:: PROVIDED MATERIAL

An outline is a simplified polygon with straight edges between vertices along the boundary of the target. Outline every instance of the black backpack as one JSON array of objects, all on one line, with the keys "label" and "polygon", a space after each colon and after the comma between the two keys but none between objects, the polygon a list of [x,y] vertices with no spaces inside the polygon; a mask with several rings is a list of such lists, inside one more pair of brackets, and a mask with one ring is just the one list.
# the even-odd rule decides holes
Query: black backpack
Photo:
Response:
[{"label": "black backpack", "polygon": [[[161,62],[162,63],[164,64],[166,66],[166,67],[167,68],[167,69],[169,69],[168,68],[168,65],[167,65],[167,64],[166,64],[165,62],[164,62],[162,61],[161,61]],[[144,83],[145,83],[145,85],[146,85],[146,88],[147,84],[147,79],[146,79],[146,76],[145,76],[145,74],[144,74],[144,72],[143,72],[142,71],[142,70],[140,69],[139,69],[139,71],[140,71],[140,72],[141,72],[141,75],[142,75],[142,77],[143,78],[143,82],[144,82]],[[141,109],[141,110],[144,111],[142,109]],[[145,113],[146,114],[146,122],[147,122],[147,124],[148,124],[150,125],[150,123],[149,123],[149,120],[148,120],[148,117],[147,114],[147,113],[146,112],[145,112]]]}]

::::

▶ _STATED GOAL_
Rewrite all of the items above in full, requests included, and reduce every polygon vertex coordinate in the answers by 114, leaving the numbers in the requests unchanged.

▶ _ANSWER BELOW_
An outline is a simplified polygon with straight edges between vertices along the boundary of the target. Outline every instance of the black backpack as one JSON array of objects, all on one line, with the keys "label" and "polygon", a space after each colon and after the comma between the two keys but none between objects, the polygon a list of [x,y] vertices with no spaces inside the polygon; a mask with several rings is a list of such lists, inside one more pair of brackets, and a mask with one ring is just the one list.
# the even-odd rule decides holes
Query: black backpack
Photo:
Response:
[{"label": "black backpack", "polygon": [[[47,-52],[48,-51],[50,-50],[52,-48],[52,-47],[53,-46],[53,-45],[55,-45],[54,-46],[54,-49],[53,-49],[53,-50],[52,-50],[51,-52],[50,-52],[48,-53],[47,-53]],[[30,-31],[31,-31],[31,-29],[32,-29],[32,-26],[33,-30],[33,-35],[32,-35],[32,-38],[31,-38],[31,-40],[30,-40],[30,-42],[29,-42],[28,-43],[28,-44],[26,-45],[25,-45],[25,-43],[26,-43],[26,-42],[27,-42],[27,-39],[28,-39],[28,-37],[29,-36],[29,-32],[30,-32]],[[27,-5],[27,-4],[30,-3],[28,-5]],[[31,-1],[32,0],[32,8],[33,8],[33,10],[34,10],[36,11],[36,9],[35,9],[35,6],[34,6],[34,3],[33,0],[33,-1],[32,-2],[31,-2]]]}]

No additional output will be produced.